Convert every line of the entries below into a numbered list, one line per item, with blank lines dropped. Omit the pictures from the output.
____ MATERIALS PROVIDED
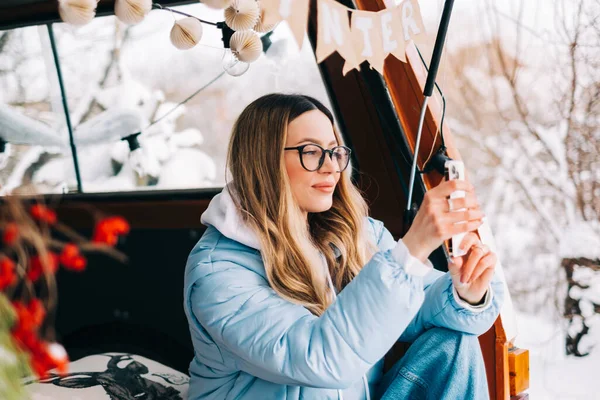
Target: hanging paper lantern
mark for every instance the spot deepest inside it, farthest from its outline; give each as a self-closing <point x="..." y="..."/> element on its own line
<point x="132" y="11"/>
<point x="242" y="15"/>
<point x="186" y="33"/>
<point x="246" y="46"/>
<point x="266" y="22"/>
<point x="218" y="4"/>
<point x="77" y="12"/>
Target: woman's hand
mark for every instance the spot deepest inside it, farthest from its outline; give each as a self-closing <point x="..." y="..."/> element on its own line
<point x="435" y="222"/>
<point x="471" y="274"/>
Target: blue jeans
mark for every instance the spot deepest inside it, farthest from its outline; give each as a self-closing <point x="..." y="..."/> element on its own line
<point x="440" y="364"/>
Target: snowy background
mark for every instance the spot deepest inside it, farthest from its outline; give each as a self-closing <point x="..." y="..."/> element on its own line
<point x="522" y="83"/>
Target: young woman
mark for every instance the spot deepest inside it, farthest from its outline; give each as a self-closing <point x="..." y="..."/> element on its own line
<point x="294" y="293"/>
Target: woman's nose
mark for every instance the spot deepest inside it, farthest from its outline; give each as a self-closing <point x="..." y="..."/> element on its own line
<point x="329" y="166"/>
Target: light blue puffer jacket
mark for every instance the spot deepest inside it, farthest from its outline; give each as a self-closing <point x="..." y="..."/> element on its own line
<point x="251" y="344"/>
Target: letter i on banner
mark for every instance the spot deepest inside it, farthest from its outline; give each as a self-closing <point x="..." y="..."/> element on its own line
<point x="366" y="35"/>
<point x="295" y="12"/>
<point x="392" y="35"/>
<point x="409" y="14"/>
<point x="333" y="32"/>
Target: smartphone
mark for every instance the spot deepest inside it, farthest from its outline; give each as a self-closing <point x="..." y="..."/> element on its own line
<point x="455" y="169"/>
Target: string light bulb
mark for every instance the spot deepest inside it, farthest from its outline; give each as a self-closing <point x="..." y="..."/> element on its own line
<point x="5" y="153"/>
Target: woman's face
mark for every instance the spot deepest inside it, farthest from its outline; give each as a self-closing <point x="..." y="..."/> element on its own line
<point x="313" y="191"/>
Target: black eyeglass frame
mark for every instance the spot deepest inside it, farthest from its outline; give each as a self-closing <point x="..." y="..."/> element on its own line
<point x="300" y="149"/>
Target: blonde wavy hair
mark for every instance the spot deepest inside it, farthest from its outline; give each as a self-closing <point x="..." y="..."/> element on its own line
<point x="290" y="244"/>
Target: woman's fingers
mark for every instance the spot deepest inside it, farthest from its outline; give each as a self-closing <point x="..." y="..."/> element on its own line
<point x="446" y="188"/>
<point x="476" y="255"/>
<point x="468" y="241"/>
<point x="469" y="201"/>
<point x="486" y="263"/>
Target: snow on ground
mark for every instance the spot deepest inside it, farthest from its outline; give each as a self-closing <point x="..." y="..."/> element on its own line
<point x="553" y="375"/>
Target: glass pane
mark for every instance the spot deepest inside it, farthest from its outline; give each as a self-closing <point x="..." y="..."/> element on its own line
<point x="122" y="80"/>
<point x="32" y="124"/>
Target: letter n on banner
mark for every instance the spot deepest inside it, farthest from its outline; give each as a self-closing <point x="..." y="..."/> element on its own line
<point x="366" y="37"/>
<point x="333" y="32"/>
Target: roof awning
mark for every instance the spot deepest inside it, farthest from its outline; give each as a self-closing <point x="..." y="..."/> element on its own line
<point x="19" y="13"/>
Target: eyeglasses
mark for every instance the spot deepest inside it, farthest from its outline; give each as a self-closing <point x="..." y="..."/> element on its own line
<point x="312" y="156"/>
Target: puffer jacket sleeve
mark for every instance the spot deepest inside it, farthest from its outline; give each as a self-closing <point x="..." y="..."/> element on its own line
<point x="440" y="307"/>
<point x="284" y="343"/>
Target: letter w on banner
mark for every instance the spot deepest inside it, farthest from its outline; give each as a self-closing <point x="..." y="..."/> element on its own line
<point x="295" y="12"/>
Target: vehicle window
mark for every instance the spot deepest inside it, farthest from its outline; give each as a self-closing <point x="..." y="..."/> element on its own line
<point x="121" y="80"/>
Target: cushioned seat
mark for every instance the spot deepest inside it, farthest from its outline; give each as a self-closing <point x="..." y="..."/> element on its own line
<point x="113" y="376"/>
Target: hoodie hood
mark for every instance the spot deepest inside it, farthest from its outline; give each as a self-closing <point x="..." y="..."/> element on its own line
<point x="223" y="214"/>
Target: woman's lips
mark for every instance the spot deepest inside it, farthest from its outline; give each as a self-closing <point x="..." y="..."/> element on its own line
<point x="325" y="188"/>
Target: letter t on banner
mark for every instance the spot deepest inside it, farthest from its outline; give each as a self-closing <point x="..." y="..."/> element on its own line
<point x="333" y="33"/>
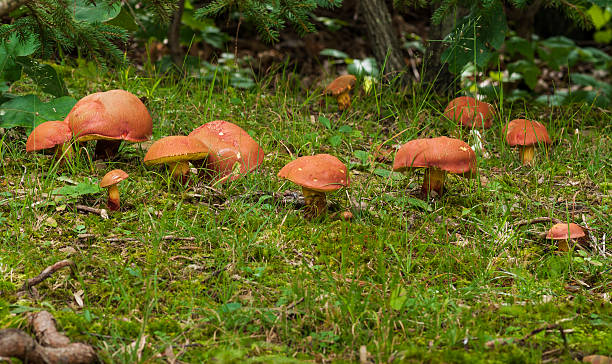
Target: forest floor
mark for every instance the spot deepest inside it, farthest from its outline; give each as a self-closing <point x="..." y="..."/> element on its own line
<point x="234" y="273"/>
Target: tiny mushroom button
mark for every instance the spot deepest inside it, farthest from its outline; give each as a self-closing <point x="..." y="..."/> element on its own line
<point x="109" y="181"/>
<point x="564" y="233"/>
<point x="340" y="88"/>
<point x="317" y="175"/>
<point x="439" y="156"/>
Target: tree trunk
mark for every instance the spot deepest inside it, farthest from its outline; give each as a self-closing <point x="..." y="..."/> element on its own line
<point x="174" y="39"/>
<point x="383" y="39"/>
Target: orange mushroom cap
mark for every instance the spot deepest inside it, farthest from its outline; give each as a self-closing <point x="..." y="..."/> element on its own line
<point x="110" y="115"/>
<point x="48" y="135"/>
<point x="563" y="231"/>
<point x="470" y="112"/>
<point x="526" y="132"/>
<point x="320" y="172"/>
<point x="228" y="144"/>
<point x="175" y="149"/>
<point x="448" y="154"/>
<point x="340" y="84"/>
<point x="113" y="177"/>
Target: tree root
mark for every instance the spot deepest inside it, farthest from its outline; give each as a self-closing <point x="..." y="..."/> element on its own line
<point x="51" y="347"/>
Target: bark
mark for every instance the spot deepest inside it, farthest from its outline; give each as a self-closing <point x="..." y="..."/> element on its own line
<point x="436" y="73"/>
<point x="383" y="39"/>
<point x="53" y="348"/>
<point x="174" y="33"/>
<point x="6" y="6"/>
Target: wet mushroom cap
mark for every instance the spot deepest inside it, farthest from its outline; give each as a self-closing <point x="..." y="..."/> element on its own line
<point x="320" y="172"/>
<point x="228" y="144"/>
<point x="560" y="232"/>
<point x="113" y="177"/>
<point x="110" y="115"/>
<point x="448" y="154"/>
<point x="341" y="84"/>
<point x="470" y="112"/>
<point x="176" y="148"/>
<point x="526" y="132"/>
<point x="48" y="135"/>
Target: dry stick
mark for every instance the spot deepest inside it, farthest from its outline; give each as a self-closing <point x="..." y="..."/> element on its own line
________
» **REPLY**
1. Target: hanging paper lantern
2. mark for every instance the spot deepest inside it, farthest from its outline; give each as a self-closing <point x="..." y="..."/> element on its own line
3. <point x="132" y="11"/>
4. <point x="242" y="15"/>
5. <point x="186" y="33"/>
6. <point x="246" y="46"/>
7. <point x="266" y="22"/>
8. <point x="218" y="4"/>
9. <point x="77" y="12"/>
10. Target: woman's hand
11. mark for every instance the spot deepest inside it, farthest from its outline; give each as a self-closing <point x="..." y="..."/> element on its own line
12. <point x="435" y="222"/>
13. <point x="471" y="274"/>
14. Target: blue jeans
15. mark for every instance the spot deepest inside it, farthest from its outline; give each as a self-closing <point x="..." y="..."/> element on its own line
16. <point x="440" y="364"/>
17. Target: snowy background
18. mark for every instance the spot deepest inside it, farthest from its outline; give each as a self-closing <point x="..." y="..."/> element on its own line
19. <point x="522" y="83"/>
20. Target: young woman
21. mark for every instance the spot deepest inside it, farthest from its outline; give each as a self-closing <point x="..." y="..."/> element on its own line
22. <point x="294" y="293"/>
23. Target: woman's nose
24. mark for every instance the spot deepest inside it, farthest from its outline; give each as a self-closing <point x="..." y="..."/> element on its own line
25. <point x="329" y="166"/>
26. Target: light blue puffer jacket
27. mark for every instance the spot deepest inside it, farthest from its outline; give each as a self-closing <point x="..." y="..."/> element on its own line
28. <point x="251" y="344"/>
29. Target: letter i on banner
30. mark for every instance the spot deepest inside it, farthest from its outline; give each as a self-closing <point x="..." y="..."/> element on its own line
31. <point x="366" y="35"/>
32. <point x="295" y="12"/>
33. <point x="392" y="35"/>
34. <point x="409" y="14"/>
35. <point x="333" y="32"/>
36. Target: smartphone
37. mark for every instance the spot deepest inside it, farthest from its outline; give each as a self-closing <point x="..." y="..."/> element on its own line
38. <point x="455" y="169"/>
39. Target: string light bulb
40. mark for every instance the spot deepest inside it, farthest from its outline; give each as a self-closing <point x="..." y="..."/> element on its own line
41. <point x="5" y="153"/>
42. Target: woman's face
43. mark for every instance the spot deepest inside it, farthest from its outline; give each as a self-closing <point x="..." y="..."/> element on its own line
44. <point x="313" y="191"/>
45. Target: black eyeglass frame
46. mark for every instance the spot deepest inside it, farthest from its outline; give each as a self-closing <point x="..." y="..."/> element on its own line
47. <point x="300" y="149"/>
48. Target: blonde wavy hair
49. mark for every instance the spot deepest inside it, farthest from its outline; give each as a self-closing <point x="..." y="..."/> element on its own line
50. <point x="290" y="244"/>
51. Target: woman's fingers
52. mark for every instance the spot deepest inside it, farthest from its outline; give each as a self-closing <point x="..." y="..."/> element on its own line
53. <point x="446" y="188"/>
54. <point x="476" y="255"/>
55. <point x="468" y="241"/>
56. <point x="469" y="201"/>
57. <point x="486" y="263"/>
58. Target: snow on ground
59. mark for every instance the spot deepest inside it, farthest from its outline; give each as a self-closing <point x="..." y="..."/> element on its own line
60. <point x="553" y="375"/>
61. Target: glass pane
62. mark for every instance the spot deepest inside it, farthest from its outline; give each as a self-closing <point x="..." y="..."/> element on its own line
63. <point x="122" y="80"/>
64. <point x="32" y="124"/>
65. Target: letter n on banner
66. mark for every instance the spot deepest inside it, farthest from its outline; give each as a self-closing <point x="..." y="..."/> element on its own line
67. <point x="366" y="37"/>
68. <point x="333" y="32"/>
69. Target: roof awning
70. mark for every instance the spot deepest inside it, farthest from its outline; give each as a self-closing <point x="..." y="..."/> element on its own line
71. <point x="19" y="13"/>
72. Target: eyeglasses
73. mark for every instance the spot deepest inside it, farthest from its outline; give each as a self-closing <point x="..." y="..."/> element on its own line
74. <point x="312" y="156"/>
75. Target: puffer jacket sleeve
76. mark for every instance the spot deepest inside it, farthest from its outline; give each as a self-closing <point x="..." y="..."/> element on its own line
77. <point x="440" y="307"/>
78. <point x="284" y="343"/>
79. Target: letter w on banner
80. mark for every instance the spot deepest inside it, farthest from its outline; give each as a self-closing <point x="..." y="..."/> element on its own line
81. <point x="295" y="12"/>
82. Target: vehicle window
83. mark for every instance the spot deepest inside it, farthest from its outline; give each as a self-closing <point x="..." y="..."/> element on its own line
84. <point x="121" y="80"/>
85. Target: cushioned seat
86. mark for every instance the spot deepest inside it, farthest from its outline; give each as a self-closing <point x="..." y="..."/> element on its own line
87. <point x="113" y="376"/>
88. Target: hoodie hood
89. mark for every instance the spot deepest inside it, farthest from its outline; give each as a self-closing <point x="..." y="..."/> element on its own line
90. <point x="223" y="214"/>
91. Target: woman's lips
92. mark for every instance the spot deepest inside it, farthest from its outline; give each as a self-closing <point x="..." y="..."/> element on its own line
93. <point x="325" y="188"/>
94. Target: letter t on banner
95. mark for every instance the spot deepest inside it, farthest from its outline; give each as a self-closing <point x="..." y="..."/> element on its own line
96. <point x="333" y="33"/>
97. Target: forest floor
98. mark for every instance the spot deepest inside it, farthest from its outline; give each as a self-closing <point x="..." y="..."/> element on its own line
99. <point x="234" y="273"/>
100. Target: tiny mushroom button
101. mark for every instance the spot deepest inside it, farthest from its outline; give each as a self-closing <point x="..." y="..."/> element on its own line
102. <point x="109" y="181"/>
103. <point x="564" y="233"/>
104. <point x="340" y="88"/>
105. <point x="317" y="175"/>
106. <point x="439" y="156"/>
107. Target: tree trunk
108. mark for every instance the spot deepest inside it, farthest from its outline; give each as a self-closing <point x="..." y="..."/> element on its own line
109. <point x="174" y="39"/>
110. <point x="383" y="39"/>
111. Target: orange mushroom cap
112. mark for every instance the spot deepest inside it, farthest from its outline; give each as a self-closing <point x="..." y="..."/> element on its own line
113. <point x="110" y="115"/>
114. <point x="48" y="135"/>
115. <point x="563" y="231"/>
116. <point x="470" y="112"/>
117. <point x="526" y="132"/>
118. <point x="320" y="172"/>
119. <point x="228" y="144"/>
120. <point x="175" y="149"/>
121. <point x="448" y="154"/>
122. <point x="340" y="84"/>
123. <point x="113" y="177"/>
124. Target: tree root
125. mark for every instance the spot deepest inside it, farthest from its outline; give each as a self-closing <point x="..." y="..."/> element on its own line
126. <point x="51" y="347"/>
127. Target: bark
128. mark for every instance the spot deepest inside it, farthest from its outline; give each as a self-closing <point x="..." y="..."/> element on its own line
129. <point x="436" y="73"/>
130. <point x="383" y="39"/>
131. <point x="53" y="348"/>
132. <point x="174" y="33"/>
133. <point x="6" y="6"/>
134. Target: wet mushroom cap
135. mark for every instance the spot deepest inside it, farthest from its outline; give each as a self-closing <point x="..." y="..."/> element on its own line
136. <point x="320" y="172"/>
137. <point x="228" y="144"/>
138. <point x="560" y="232"/>
139. <point x="113" y="177"/>
140. <point x="110" y="115"/>
141. <point x="448" y="154"/>
142. <point x="341" y="84"/>
143. <point x="470" y="112"/>
144. <point x="176" y="148"/>
145. <point x="526" y="132"/>
146. <point x="48" y="135"/>
147. Target: dry stick
148. mark for every instance the spot deepest inside it, farthest from its outline; give each as a self-closing <point x="..." y="..."/> element on its own line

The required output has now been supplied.